● **TEXT EXTRACT**
::::
What's the relationship between hardness and edge wear resistance?
Say we have 2 blades both hardened to RC 59; one is 440A, one is S30V.
What makes the S30V blade have better edge wear resistance than the 440A blade?
Lenny
Click to expand...
That would be the carbides in the steel itself. Think of it like concrete in a sidewalk. The cement itself would be worn away from everything walking(and rolling) on it, but the crushed stones are a lot harder and that gives "wear resistance".

Still, I find that hardness itself has a role in wear resistance. If the steel itself is harder, then it also becomes more wear resistant, albeit not as much as the carbides themselves. Still, it's pretty consistent that a wear resistant steel becomes more wear resistant the harder it is(S30V at Rc 62 vs S30V at Rc 57).
 
knifenut1013 said:
Steels like S30V loose their sharp edge the fastest.
Click to expand...

I agree with Knifenut. At least for me, High Carbide alloys don't really take a highly polished edge very well and when (if) they do, they won't hold it all that long. But they will take a lesser edge very well and will hold that edge a very long time.

Sort of like this freehand drawing:

S30VvsAUS8expectations.jpg
 
Folderguy said:
That's very interesting. Why then are they considered by some to be a super steel?
Click to expand...

To me hardness and wear resistance are not to be thought of as a combined force but as two factors. Hardness I see as more resistant to impact while I view wear resistance as how difficult it is to grind away. A increase in hardness will bring more wear resistance but its not the same as adding large amounts of hard carbides to increase what I guess you could call its "standing" wear resistance.

They are considered to be super steels because even though the edge will not shave no more it still retains a V shape better and when it wears it becomes toothy. Its what most would call a working edge.

Here is a pic of S90V after some intense cutting, this edge would not even grab hair but would still slice paper and tomatos, cut rope.....

Note this edge has a microbevel so small it can not be seen by the naked eye, this knife cut drywall, cardboary, and many other items.

In some of the less damages sections you can see a balling of the metal. This is what typical wear looks like and the toothy/rough feel you get on your fingers.

PIC022.jpg


This pic is AUS-8 at a high hardness after cutting manila rope. This shows better the balling effect. (little fuzzy :()

PIC083.jpg
 
wow we've got quit a bit of stuff going on here so I'll just throw in my $.02

first off we've got to define our terms. we've got hardness, wear resistance, and edge properties. All of these are highly correlated, but there is not necessarily a cause and effect relation ship. So...
::::
● **PROVIDED MATERIAL**
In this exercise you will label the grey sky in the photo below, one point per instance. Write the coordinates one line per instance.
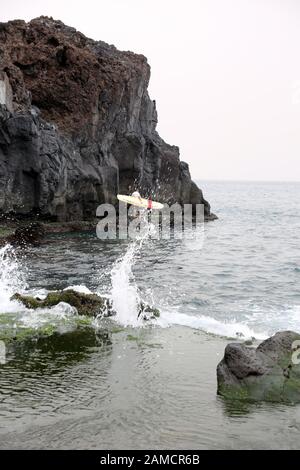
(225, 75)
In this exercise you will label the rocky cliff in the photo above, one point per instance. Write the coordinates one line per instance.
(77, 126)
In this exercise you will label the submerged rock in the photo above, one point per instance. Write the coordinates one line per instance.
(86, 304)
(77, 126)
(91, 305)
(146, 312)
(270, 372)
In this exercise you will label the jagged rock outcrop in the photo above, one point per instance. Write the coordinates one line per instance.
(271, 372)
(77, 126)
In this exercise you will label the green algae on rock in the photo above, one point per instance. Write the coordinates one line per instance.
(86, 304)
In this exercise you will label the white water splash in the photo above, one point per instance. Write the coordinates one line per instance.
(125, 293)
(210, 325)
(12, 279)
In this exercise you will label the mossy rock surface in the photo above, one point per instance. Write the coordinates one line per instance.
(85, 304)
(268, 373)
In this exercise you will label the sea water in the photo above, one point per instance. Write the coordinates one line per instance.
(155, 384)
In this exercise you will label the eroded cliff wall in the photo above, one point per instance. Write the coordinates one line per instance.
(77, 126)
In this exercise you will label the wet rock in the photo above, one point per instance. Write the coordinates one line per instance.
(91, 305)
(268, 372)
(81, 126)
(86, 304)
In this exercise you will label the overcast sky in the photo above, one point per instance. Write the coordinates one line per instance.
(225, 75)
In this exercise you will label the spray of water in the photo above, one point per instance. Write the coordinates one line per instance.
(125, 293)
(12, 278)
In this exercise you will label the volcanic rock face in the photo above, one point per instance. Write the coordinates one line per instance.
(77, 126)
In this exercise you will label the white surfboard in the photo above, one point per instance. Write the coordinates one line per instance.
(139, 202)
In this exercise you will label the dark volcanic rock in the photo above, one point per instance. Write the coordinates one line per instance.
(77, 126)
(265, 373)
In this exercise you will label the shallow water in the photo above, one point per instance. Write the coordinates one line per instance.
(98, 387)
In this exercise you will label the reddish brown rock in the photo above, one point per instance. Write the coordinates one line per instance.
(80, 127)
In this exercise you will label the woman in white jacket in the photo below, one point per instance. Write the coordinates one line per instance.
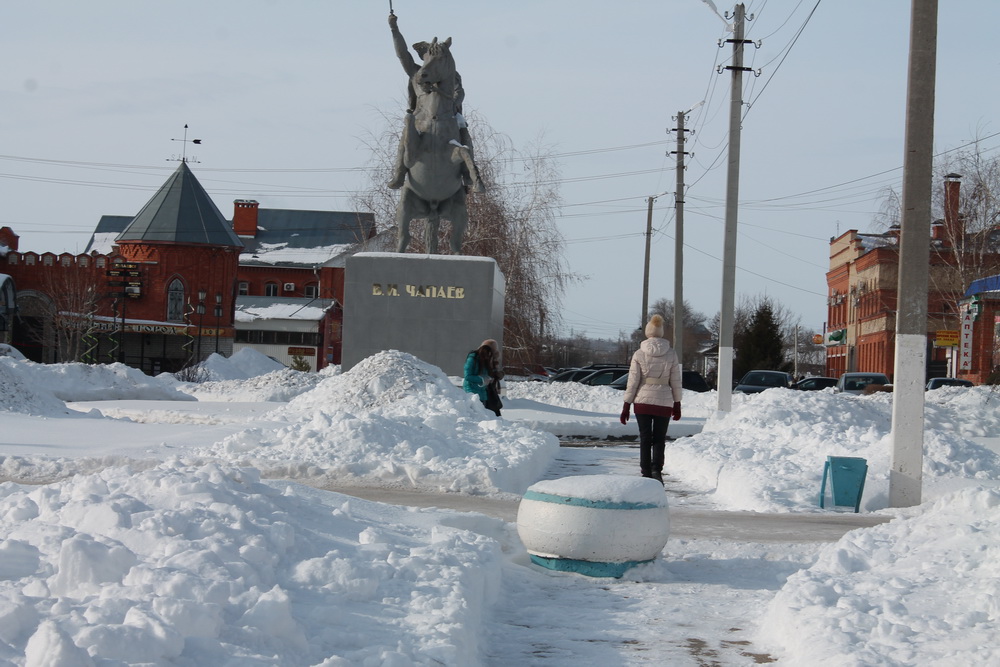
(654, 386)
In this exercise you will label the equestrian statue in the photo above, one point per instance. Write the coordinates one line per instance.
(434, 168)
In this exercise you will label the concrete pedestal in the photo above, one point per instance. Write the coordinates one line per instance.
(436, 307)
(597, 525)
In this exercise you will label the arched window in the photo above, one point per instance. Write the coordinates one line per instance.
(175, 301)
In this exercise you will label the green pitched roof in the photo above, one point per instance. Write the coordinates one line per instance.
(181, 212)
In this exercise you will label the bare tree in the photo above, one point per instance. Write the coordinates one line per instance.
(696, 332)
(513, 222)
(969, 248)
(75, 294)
::::
● **TASK REQUIREMENTS**
1/ Reproduce the passage of the knife steel thread that opens with the words containing "Still, I find" and closes with "very long time.".
2/ Continue the knife steel thread from the point where it stops.

● **ANSWERS FOR THE EXERCISE**
1/
Still, I find that hardness itself has a role in wear resistance. If the steel itself is harder, then it also becomes more wear resistant, albeit not as much as the carbides themselves. Still, it's pretty consistent that a wear resistant steel becomes more wear resistant the harder it is(S30V at Rc 62 vs S30V at Rc 57).
 
knifenut1013 said:
Steels like S30V loose their sharp edge the fastest.
Click to expand...

I agree with Knifenut. At least for me, High Carbide alloys don't really take a highly polished edge very well and when (if) they do, they won't hold it all that long. But they will take a lesser edge very well and will hold that edge a very long time.

2/
difference between the same steel at different hardness-
harder steel is more wear resistant. usually much more I've been told it is an exponetial relationship, so 1 or 2 Rc point can make a big difference. this is probably because the harder steel matrix resists wear better, and the harder matrix does a better job of holding on to the carbides.

Different steels Same hardness-
carbide volume is king. The steel with more harder carbides will resist wear better.

Edge properties. This is tough and I have little real experience, so take it with a grain of salt.
The steel with the best wear resistance as measured by weight loss against an abrasive media may not be the steel with the best edge retention. Carbides may make it harder to sharpen, thus lending a seemingly duller edge, or they may just fall out. Since we are talking about very thin angles, large carbides can actually be pulled out of the matrix leaving gaps behind. Edge geometry, carbide volume, carbide size, and steel hardness all effect edge retention. I think we all know that different steels perform better at different angles, and levels of sharpness. Here we get into the shaving edge vs the toothy edge debate.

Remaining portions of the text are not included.